Segmentation mask data:

* * * * *

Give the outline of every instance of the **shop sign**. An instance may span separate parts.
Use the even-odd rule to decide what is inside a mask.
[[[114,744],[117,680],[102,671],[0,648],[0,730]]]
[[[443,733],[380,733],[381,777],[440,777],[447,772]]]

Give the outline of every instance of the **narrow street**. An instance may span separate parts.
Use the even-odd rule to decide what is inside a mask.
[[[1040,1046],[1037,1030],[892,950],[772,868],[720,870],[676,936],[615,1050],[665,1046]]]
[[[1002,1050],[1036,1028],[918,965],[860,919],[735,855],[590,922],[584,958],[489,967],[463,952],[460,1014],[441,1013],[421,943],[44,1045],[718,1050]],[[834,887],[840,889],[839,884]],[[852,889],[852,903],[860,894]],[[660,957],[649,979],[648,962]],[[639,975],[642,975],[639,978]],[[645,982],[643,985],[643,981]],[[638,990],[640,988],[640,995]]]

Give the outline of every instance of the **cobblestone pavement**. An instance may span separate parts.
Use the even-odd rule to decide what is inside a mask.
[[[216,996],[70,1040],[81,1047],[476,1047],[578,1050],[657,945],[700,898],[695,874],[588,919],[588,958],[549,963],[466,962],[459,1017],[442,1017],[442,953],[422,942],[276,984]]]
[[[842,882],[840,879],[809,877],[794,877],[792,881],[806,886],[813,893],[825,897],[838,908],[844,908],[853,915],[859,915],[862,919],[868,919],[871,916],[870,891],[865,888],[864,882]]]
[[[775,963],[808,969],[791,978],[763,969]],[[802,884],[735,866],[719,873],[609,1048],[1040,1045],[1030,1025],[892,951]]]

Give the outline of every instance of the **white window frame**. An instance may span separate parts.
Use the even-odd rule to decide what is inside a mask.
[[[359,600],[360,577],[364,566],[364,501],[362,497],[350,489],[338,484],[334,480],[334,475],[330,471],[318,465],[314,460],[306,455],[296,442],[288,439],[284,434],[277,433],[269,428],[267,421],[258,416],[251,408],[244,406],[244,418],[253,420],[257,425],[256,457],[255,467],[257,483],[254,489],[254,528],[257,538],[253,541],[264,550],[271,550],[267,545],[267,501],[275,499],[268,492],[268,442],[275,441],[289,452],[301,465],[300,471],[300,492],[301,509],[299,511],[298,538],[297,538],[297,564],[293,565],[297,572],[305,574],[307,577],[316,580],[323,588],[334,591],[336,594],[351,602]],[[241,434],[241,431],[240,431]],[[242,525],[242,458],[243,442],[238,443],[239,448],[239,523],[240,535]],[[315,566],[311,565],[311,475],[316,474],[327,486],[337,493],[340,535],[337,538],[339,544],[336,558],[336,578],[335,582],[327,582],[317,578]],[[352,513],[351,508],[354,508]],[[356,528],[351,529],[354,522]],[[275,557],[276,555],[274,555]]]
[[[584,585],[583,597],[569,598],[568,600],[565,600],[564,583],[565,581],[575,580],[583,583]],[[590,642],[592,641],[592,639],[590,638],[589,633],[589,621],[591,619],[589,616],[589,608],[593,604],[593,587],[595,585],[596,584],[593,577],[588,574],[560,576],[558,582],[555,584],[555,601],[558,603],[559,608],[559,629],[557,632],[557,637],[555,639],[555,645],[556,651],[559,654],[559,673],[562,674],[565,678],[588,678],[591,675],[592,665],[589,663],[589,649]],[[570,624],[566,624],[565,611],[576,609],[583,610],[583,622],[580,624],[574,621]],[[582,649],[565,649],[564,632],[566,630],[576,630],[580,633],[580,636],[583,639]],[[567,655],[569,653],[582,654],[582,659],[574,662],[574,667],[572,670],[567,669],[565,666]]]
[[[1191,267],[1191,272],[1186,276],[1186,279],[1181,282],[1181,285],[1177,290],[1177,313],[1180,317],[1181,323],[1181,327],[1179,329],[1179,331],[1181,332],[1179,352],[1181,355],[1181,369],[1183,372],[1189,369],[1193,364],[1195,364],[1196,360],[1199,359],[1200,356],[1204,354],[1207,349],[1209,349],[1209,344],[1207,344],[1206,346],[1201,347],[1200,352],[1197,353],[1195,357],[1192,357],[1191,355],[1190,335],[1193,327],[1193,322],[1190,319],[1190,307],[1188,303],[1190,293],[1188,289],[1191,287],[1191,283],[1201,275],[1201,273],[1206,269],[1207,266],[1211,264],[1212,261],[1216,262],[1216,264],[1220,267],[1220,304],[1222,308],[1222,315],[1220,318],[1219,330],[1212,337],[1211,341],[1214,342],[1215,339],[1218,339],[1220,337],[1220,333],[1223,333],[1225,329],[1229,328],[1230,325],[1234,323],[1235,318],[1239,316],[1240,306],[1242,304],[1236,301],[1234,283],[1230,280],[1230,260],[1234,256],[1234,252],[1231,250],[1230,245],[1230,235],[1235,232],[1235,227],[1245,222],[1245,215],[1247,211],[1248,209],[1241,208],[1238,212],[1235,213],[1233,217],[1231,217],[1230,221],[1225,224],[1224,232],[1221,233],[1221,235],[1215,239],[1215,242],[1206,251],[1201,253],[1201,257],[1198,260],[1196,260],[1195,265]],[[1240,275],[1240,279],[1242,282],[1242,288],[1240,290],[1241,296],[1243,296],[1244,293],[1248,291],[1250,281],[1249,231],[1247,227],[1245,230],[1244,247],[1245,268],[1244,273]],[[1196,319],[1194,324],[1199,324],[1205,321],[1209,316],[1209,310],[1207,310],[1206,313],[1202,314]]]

* * * * *

- Problem to work on:
Exactly as written, reproduce the lines of the data above from the first line through the line where "Give the outline of every instance of the **white" appears.

- The answer:
Give the outline of every instance of the **shop sign**. An instance may span separate parts.
Use the even-odd rule to decide what is inside a mask.
[[[114,744],[117,680],[102,671],[0,648],[0,730]]]
[[[443,733],[380,733],[381,777],[440,777],[447,772]]]

Give the outline of every instance of the **narrow street**. An instance may span separate parts.
Use the even-odd rule to decide what is inside a mask.
[[[1040,1046],[1037,1030],[892,950],[772,868],[720,870],[676,936],[615,1050],[665,1046]]]
[[[1002,1050],[1036,1028],[918,965],[860,919],[735,855],[590,922],[584,958],[489,967],[463,952],[460,1014],[441,1013],[421,943],[44,1045],[718,1050]],[[834,887],[840,889],[839,884]],[[852,889],[852,903],[860,894]],[[660,957],[649,979],[648,962]],[[639,975],[642,975],[639,978]],[[645,982],[643,985],[643,981]],[[638,990],[640,988],[640,995]]]

Give the outline of every instance of the **cobblestone pavement**. An instance may span separate parts.
Use the even-odd rule to decide what is inside a mask.
[[[216,996],[70,1040],[81,1047],[476,1047],[578,1050],[657,945],[700,898],[695,874],[588,919],[588,958],[549,963],[466,962],[459,1017],[442,1017],[442,953],[422,942],[276,984]]]
[[[842,882],[840,879],[809,877],[794,877],[792,881],[806,886],[813,893],[825,897],[838,908],[844,908],[853,915],[859,915],[862,919],[868,919],[871,916],[870,891],[865,888],[864,882]]]
[[[775,963],[808,969],[791,978],[763,969]],[[802,884],[735,866],[719,873],[609,1048],[1040,1045],[1030,1025],[892,951]]]

Give the outline of every instance of the **white window frame**. An instance may span separate parts.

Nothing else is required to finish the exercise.